--- Start Excerpted records ---

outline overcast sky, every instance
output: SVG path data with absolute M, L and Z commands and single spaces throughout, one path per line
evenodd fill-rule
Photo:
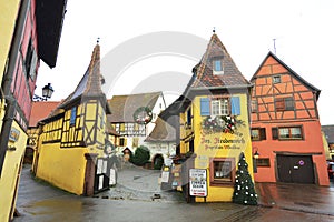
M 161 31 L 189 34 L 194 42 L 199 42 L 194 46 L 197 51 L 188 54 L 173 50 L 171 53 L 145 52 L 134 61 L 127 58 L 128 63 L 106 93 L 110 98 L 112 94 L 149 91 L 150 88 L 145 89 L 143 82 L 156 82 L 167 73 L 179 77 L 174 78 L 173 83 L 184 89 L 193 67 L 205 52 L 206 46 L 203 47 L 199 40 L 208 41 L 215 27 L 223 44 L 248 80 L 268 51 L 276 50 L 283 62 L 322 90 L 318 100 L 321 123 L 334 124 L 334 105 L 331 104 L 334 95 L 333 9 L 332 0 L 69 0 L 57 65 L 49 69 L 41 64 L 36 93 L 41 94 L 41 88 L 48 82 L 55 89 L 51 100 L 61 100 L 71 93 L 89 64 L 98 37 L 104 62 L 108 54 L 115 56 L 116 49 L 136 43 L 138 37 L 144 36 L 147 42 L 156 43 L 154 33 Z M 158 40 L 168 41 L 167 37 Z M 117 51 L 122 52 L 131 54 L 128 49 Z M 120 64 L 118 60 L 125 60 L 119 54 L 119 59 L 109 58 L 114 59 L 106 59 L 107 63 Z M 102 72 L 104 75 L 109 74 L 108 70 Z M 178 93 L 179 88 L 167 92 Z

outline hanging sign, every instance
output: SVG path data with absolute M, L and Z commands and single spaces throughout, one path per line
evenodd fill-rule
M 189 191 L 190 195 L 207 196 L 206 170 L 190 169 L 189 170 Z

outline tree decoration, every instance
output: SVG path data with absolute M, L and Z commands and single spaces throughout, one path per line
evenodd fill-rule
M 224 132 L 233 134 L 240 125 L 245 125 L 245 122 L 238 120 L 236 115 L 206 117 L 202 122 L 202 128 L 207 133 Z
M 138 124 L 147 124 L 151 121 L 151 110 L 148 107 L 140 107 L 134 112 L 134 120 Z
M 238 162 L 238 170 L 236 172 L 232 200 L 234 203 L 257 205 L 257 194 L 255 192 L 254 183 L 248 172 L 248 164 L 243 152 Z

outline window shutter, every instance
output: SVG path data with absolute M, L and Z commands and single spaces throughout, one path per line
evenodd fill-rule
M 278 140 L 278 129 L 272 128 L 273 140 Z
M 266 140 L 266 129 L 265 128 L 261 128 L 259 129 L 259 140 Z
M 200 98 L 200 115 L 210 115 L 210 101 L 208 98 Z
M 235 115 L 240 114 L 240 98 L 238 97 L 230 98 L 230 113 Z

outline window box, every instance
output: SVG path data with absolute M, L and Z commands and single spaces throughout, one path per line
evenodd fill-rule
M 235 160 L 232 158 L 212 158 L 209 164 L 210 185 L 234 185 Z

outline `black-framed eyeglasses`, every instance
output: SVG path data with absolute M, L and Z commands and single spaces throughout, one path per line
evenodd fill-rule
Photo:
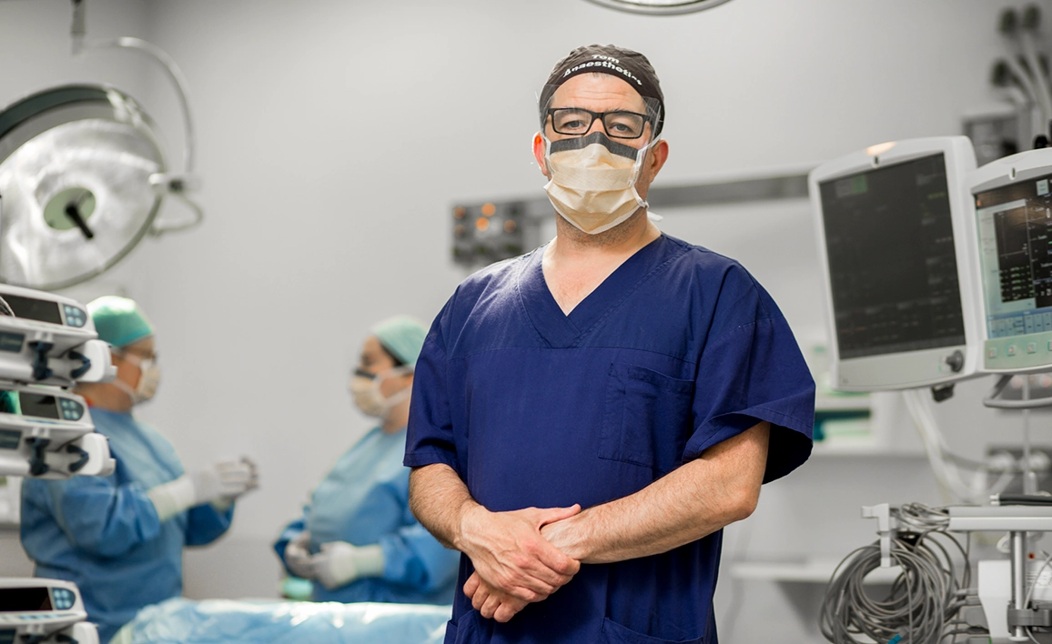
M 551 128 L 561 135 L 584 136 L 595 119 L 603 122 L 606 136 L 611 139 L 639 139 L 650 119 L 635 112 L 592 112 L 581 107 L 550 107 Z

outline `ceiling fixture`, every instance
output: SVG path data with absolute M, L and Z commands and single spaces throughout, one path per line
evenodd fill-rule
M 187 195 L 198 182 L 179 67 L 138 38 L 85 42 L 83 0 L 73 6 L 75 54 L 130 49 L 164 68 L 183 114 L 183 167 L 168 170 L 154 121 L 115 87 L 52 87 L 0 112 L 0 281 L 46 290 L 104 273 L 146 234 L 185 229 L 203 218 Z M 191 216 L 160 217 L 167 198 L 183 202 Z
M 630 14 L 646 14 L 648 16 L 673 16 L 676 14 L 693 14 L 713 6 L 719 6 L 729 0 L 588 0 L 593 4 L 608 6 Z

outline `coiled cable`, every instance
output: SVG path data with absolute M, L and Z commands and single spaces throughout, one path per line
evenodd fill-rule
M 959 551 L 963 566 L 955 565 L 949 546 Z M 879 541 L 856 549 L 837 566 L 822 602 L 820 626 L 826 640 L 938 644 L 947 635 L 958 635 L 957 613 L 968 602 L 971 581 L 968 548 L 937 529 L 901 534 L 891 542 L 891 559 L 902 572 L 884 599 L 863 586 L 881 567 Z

--- End Excerpted records ---

#### Your task
Your copy should repeat each entry above exactly but contain no pictures.

#### Output of the task
outline overcast sky, every instance
output: SVG path data with absolute M, L and Z commands and single spaces throughout, one path per line
evenodd fill-rule
Photo:
M 161 31 L 189 34 L 194 42 L 199 42 L 194 46 L 197 51 L 188 54 L 173 50 L 171 53 L 145 52 L 134 61 L 127 58 L 128 63 L 106 93 L 110 98 L 112 94 L 149 91 L 150 88 L 145 89 L 143 82 L 156 82 L 167 73 L 179 77 L 174 78 L 173 83 L 184 89 L 193 67 L 205 52 L 206 46 L 203 47 L 199 40 L 208 41 L 215 27 L 223 44 L 248 80 L 268 51 L 276 50 L 283 62 L 322 90 L 318 100 L 321 123 L 334 124 L 334 105 L 331 104 L 334 95 L 333 9 L 332 0 L 69 0 L 57 65 L 49 69 L 41 64 L 36 93 L 41 94 L 41 88 L 48 82 L 55 89 L 51 100 L 61 100 L 71 93 L 89 64 L 98 37 L 104 62 L 108 54 L 115 56 L 116 49 L 136 43 L 138 37 L 144 36 L 147 42 L 156 43 L 154 33 Z M 158 40 L 168 41 L 167 37 Z M 117 51 L 122 52 L 131 54 L 128 49 Z M 120 64 L 118 60 L 125 60 L 119 54 L 119 59 L 109 58 L 114 59 L 106 59 L 107 63 Z M 102 72 L 104 75 L 109 74 L 108 70 Z M 178 93 L 179 88 L 167 92 Z

outline hanging sign, every instance
output: SVG path data with absolute M, L and Z commands and single spaces throughout, one path per line
evenodd fill-rule
M 189 191 L 190 195 L 207 196 L 206 170 L 190 169 L 189 170 Z

outline tree decoration, every instance
output: SVG path data with absolute M, L and Z commands and single spaces throughout, one path per line
evenodd fill-rule
M 224 132 L 233 134 L 240 125 L 245 125 L 245 122 L 238 120 L 236 115 L 206 117 L 202 122 L 202 128 L 207 133 Z
M 138 124 L 147 124 L 151 121 L 151 110 L 148 107 L 140 107 L 134 112 L 134 120 Z
M 238 162 L 238 170 L 236 172 L 232 200 L 234 203 L 257 205 L 257 194 L 255 192 L 254 183 L 248 172 L 248 164 L 243 152 Z

outline window shutter, every instance
output: SVG path data with absolute M, L and Z commands and single spaces throughout, one path per line
evenodd fill-rule
M 278 140 L 278 129 L 272 128 L 273 140 Z
M 266 140 L 266 129 L 265 128 L 261 128 L 259 129 L 259 140 Z
M 200 98 L 200 115 L 210 115 L 210 101 L 208 98 Z
M 235 115 L 240 114 L 240 98 L 238 97 L 230 98 L 230 113 Z

outline window box, every instance
output: SVG path data with absolute M, L and Z commands and single spaces throughout, one path per line
evenodd fill-rule
M 235 160 L 232 158 L 212 158 L 209 164 L 210 185 L 234 185 Z

outline `black-framed eyeglasses`, every instance
output: SVG path data with absolute M, L and Z commands and single spaces throughout, one path per line
evenodd fill-rule
Photo:
M 551 128 L 561 135 L 584 136 L 595 119 L 603 122 L 606 136 L 611 139 L 639 139 L 650 119 L 635 112 L 592 112 L 581 107 L 550 107 Z

outline `ceiling fixture`, every instance
output: SVG path data with absolute M, L and Z commands and single spaces throughout, one path per line
evenodd fill-rule
M 187 195 L 198 182 L 179 67 L 138 38 L 85 42 L 83 0 L 73 6 L 75 54 L 130 49 L 164 68 L 183 114 L 183 167 L 168 170 L 154 121 L 115 87 L 52 87 L 0 112 L 0 281 L 46 290 L 104 273 L 146 234 L 185 229 L 203 218 Z M 191 216 L 160 217 L 167 198 L 183 202 Z
M 630 14 L 646 14 L 648 16 L 673 16 L 676 14 L 693 14 L 713 6 L 719 6 L 729 0 L 588 0 L 593 4 L 608 6 Z

outline `coiled cable`, every instance
output: SVG path data with absolute M, L and Z commands and single spaces throughout, one path per line
evenodd fill-rule
M 959 551 L 963 566 L 955 565 L 949 546 Z M 879 541 L 856 549 L 837 566 L 822 602 L 820 626 L 826 640 L 938 644 L 947 635 L 958 635 L 957 613 L 968 602 L 971 581 L 968 548 L 937 529 L 901 534 L 891 542 L 891 559 L 902 572 L 884 599 L 863 586 L 881 567 Z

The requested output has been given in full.